> [EXCERPTED PASSAGE]
——————
Jeremy, thanks for your detailed comments, I will update according to your feedback. See comments embeded please.

--jyh

Jeremy Fitzhardinge wrote:
> Jiang, Yunhong wrote:
>> Jeremy, attached is basic MSI support to PV_dom0.  Please have a
>> look on it.
>>
>> Thanks
>> Yunhong Jiang
>>
>> The pci_wrapper.patch add some hook to pci_bus_type, so that
> Xen will be notified when a PCI device is added to system.
>>  Makefile   |    2 -
>>  pci_wrap.c |   90
> +++++++++++++++++++++++++++++++++++++++++++++++++++++++++++++
>>  2 files changed, 91 insertions(+), 1 deletion(-)
>>
>> The enable_msi.patch add the MSI support to dom0, basically
> it just allocate irq from Xen irq name space.
>>
>>  arch/x86/include/asm/xen/pci.h  |   17 +++++++
>>  arch/x86/kernel/apic/io_apic.c  |   22 +++++++--
>>  arch/x86/xen/apic.c             |    1
>>  drivers/xen/events.c            |   91
> +++++++++++++++++++++++++++++++++++++++-
>>  include/xen/interface/physdev.h |   59 +++++++++++++++++++++++++
>>  5 files changed, 182 insertions(+), 8 deletions(-)
>>
>> The reenable_msi.patch just remove original function that
> disable MSI in xen environment.
>>
>>  arch/x86/xen/apic.c |    2 --
>>  drivers/pci/pci.h   |    2 ++
>>  include/linux/pci.h |    6 ------
>>  3 files changed, 2 insertions(+), 8 deletions(-)
>>
>>
>> Notice:
>> a) Currently the PCI save/restore is broken. The reason is
> because pci_restore_msi_state() in "drivers/pci/msi.c" will
> try to restore the MSI config depends on device's msi msg
> information (i.e. content of msi_desc->msg). However, that
> information is wrong in Xen environment because Xen HV owns
> MSI. I'm still trying to find a method to achieve the
> save/restore without touch the common msi.c code, any
> suggestion is welcome.
>>
>
> You mean because it tries to directly write to pci config
> space, or that
> it writes the wrong thing there?

Because It will try to write to the pci config space directly, and currently it will write a wrong value.
I'm considering to overwrite msi_compose_msg() in arch/x86/kernel/apic/io_apic.c, so that msi_desc->msg will hold the value Xen is using, I hope it will resolve the issue.


>
> What will this affect?  Dom0 S3 suspend/resume?  More?

Yes, suspend/resume.

>
>> b) I notice pci frontend is in a branch. But to support pci
> frontend without touch common PCI function is difficult, I'm
> still considering it.
——————
> [RECORDS SUPPLIED]
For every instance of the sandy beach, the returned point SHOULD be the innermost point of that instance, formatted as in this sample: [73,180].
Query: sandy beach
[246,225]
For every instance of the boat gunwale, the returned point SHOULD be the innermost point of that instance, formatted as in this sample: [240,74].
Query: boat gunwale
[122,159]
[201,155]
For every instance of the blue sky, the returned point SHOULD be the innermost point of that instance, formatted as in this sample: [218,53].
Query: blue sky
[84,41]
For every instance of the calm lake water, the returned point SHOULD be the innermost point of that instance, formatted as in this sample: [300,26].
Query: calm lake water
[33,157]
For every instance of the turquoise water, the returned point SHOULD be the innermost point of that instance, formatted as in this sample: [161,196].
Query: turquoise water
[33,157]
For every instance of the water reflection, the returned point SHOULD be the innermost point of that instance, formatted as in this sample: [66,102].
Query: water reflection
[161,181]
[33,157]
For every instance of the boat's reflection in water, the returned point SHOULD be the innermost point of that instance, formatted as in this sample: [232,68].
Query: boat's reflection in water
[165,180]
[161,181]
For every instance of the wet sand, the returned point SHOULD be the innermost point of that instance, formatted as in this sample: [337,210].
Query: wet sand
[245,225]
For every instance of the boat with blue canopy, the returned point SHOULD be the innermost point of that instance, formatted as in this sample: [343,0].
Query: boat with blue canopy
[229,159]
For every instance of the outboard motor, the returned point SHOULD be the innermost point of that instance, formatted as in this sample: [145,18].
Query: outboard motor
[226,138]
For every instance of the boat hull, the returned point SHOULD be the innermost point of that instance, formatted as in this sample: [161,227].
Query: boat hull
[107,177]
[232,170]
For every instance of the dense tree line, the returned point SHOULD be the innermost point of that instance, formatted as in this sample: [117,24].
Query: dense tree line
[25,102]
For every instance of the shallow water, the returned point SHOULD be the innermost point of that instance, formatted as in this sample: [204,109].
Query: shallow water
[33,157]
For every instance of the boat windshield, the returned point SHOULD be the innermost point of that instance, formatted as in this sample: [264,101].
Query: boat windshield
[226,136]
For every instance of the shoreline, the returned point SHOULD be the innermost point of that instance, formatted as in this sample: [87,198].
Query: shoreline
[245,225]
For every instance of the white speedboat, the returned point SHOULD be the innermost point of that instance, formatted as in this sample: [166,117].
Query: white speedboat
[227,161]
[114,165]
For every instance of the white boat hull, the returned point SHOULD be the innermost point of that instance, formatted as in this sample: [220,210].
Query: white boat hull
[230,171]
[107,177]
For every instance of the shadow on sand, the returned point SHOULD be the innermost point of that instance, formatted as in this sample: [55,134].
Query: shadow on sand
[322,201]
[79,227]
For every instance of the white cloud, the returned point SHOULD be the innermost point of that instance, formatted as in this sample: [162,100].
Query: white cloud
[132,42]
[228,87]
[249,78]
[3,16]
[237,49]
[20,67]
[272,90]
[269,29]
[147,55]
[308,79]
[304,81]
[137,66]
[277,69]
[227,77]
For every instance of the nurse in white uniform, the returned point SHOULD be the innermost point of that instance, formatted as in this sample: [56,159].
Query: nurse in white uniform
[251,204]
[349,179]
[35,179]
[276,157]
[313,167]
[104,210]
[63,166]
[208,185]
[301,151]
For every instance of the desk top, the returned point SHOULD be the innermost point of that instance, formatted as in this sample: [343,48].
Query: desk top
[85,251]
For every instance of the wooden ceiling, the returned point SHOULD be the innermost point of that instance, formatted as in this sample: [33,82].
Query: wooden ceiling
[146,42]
——————
> [JOBS]
1) Translate this sentence from the thread on MSI support for Xen dom0 into Spanish: "You mean because it tries to directly write to pci config space, or that it writes the wrong thing there?"
2) Carry the thread on MSI support for Xen dom0 forward from the point where it stops.

> [ANSWERS TO THE TASKS]
1) ¿Quieres decir que es porque intenta escribir directamente en el espacio de configuración PCI, o que escribe allí algo incorrecto?

2)
>>
>
> OK.
>
>> c) I'm not sure if xen's irq space should be same as pirq.
> Basically I think irq is dom0 internal structure, while PIRQ
> is interface between Xen HV/dom0. But seems current
> implementation think these two items are same. I didn't try to
> change it, but that may need improvement.
>
> What do you mean by "Xen's irq space"?  Does it have an irq
> space that's
> distinct from pirqs?  Or do you mean "Linux's irq space"?  At the

Aha, yes, I mean linux's irq space.

> moment, a Linux irq == the gsi, which is a convention I kept for Xen

I suspect if this will always work, because
1) It may not work on x86_32, because gsi is compressed in x86_32, or we will not support that?
2) Even in x86_64, I suspect it may not work still. Currently Xen defined NR_IRQS as 256, unless specified in Rules.mk. So what will happen if the gsi > 256? I suspect the PHYSDEVOP_alloc_irq_vector hypercall will fail.

The reason is, the pirq is virtual interrupt line between Xen/guest, and is determined by Xen HV, while irq/gsi is defined by guest/dom0. Current Xen's dom0 has a mapping between pirq/irq, so I'm not sure if that logic is needed in pv_dom0 still.

> interrupts, though there's no very strong tie (identity_mapped_irq()
> determines where we bother with the identity mapping; only the legacy
> ISA interrupts are essential).  Obviously this has no meaning with
> MSI interrupts.
>
> Or have I misunderstood you?
>
> (It would be easier to review the patches if they were inline,
> one per mail)

Sorry, I will do it next time.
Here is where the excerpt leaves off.